页面
----------

[NOI2009]管道区珠

Description

[NOI2009]管道取珠

Solution

对于\(\sum a[i]^2\)
我们不如把它理解成
一个取珠游戏A和一个取珠游戏B同时举行，当A中的任意一个结果和B中的任意一个结果相同时，我们把它加进方案
f[i][j]表示A游戏中上管道取了i个球，B游戏中上管道取了j个球(一个循环枚举k，所以A游戏中下管道取了k-i个球，B游戏中下管道取了k-j个球)
于是便非常的简单了

Code

#include<iostream>
#include<cstdio>
#include<cmath>
#include<algorithm>
using namespace std;
#define MAXN 610
#define MOD 1024523
int n, m;
int a[MAXN], b[MAXN], f[MAXN][MAXN], c[MAXN][MAXN];
inline int read() {
	int s = 0, w = 1;
	char c = getchar();
	for (; !isdigit(c); c = getchar()) if (c == '-') w = -1;
	for (; isdigit(c); c = getchar()) s = (s << 1) + (s << 3) + (c ^ 48);
	return s * w;
}
int main() {
	n = read(), m = read();
	for (register int i = 1; i <= n; i++)
		a[n + 1 - i] = getchar() - 'A';
	getchar();
	for (register int i = 1; i <= m; i++)
		b[m + 1 - i] = getchar() - 'A';
	f[0][0] = 1;
	for (register int k = 1; k <= n + m; k++) {
		for (register int i = max(0, k - m); i <= min(k, n); i++)

----------

练习任务
#1 在这篇管道取珠题解的代码中，常量 MOD 定义为多少？
#2 续写这篇管道取珠题解的代码，从已给出的最后一行之后接着写。

(源数据)
----------

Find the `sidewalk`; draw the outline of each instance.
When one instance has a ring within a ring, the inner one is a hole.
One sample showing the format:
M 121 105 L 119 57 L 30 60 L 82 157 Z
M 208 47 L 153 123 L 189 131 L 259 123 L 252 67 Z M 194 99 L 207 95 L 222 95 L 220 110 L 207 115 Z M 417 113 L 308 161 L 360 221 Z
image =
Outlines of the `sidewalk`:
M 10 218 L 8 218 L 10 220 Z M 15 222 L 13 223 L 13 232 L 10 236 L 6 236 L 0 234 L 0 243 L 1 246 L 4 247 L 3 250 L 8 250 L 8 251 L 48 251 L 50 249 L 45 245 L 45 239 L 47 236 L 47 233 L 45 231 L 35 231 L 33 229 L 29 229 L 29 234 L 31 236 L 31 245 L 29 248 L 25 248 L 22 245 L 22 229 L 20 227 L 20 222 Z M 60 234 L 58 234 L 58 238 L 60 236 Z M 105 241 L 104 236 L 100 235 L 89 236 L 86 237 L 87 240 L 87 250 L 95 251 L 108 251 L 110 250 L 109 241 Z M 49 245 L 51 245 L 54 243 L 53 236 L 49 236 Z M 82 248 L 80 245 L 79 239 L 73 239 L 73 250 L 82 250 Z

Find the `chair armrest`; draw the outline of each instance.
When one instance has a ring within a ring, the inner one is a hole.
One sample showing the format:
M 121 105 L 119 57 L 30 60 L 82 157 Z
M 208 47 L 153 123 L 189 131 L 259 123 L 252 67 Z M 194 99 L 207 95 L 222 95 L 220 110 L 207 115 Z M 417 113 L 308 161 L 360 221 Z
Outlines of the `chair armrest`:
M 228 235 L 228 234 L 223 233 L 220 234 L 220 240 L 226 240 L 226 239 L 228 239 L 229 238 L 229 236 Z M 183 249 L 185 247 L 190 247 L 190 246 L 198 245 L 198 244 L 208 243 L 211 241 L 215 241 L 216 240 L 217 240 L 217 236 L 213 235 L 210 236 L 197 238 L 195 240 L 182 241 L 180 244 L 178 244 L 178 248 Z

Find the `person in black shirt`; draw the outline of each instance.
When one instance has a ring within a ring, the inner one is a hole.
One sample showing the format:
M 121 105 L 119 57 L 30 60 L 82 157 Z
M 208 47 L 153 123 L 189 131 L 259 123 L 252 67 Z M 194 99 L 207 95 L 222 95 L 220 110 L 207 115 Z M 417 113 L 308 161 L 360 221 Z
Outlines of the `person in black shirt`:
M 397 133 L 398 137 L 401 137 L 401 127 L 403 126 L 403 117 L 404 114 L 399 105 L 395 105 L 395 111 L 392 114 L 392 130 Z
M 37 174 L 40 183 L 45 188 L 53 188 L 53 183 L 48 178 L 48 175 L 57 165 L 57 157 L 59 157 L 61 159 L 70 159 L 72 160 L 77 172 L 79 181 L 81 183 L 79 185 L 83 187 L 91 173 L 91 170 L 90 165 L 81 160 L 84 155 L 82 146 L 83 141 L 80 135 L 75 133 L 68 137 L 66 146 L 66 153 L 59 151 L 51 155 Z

----------

参考答案
#1 1024523

#2
			for (register int j = max(0, k - m); j <= min(k, n); j++) {
				c[i][j] = 0;
				if (a[i] == a[j] && i && j)
					(c[i][j] += f[i - 1][j - 1]) %= MOD;
				if (a[i] == b[k - j] && i)
					(c[i][j] += f[i - 1][j]) %= MOD;
				if (b[k - i] == a[j] && j)
					(c[i][j] += f[i][j - 1]) %= MOD;
				if (b[k - i] == b[k - j])
					(c[i][j] += f[i][j]) %= MOD;
			}
		for (register int i = 0; i <= min(k, n); i++)
			for (register int j = 0; j <= min(k, n); j++)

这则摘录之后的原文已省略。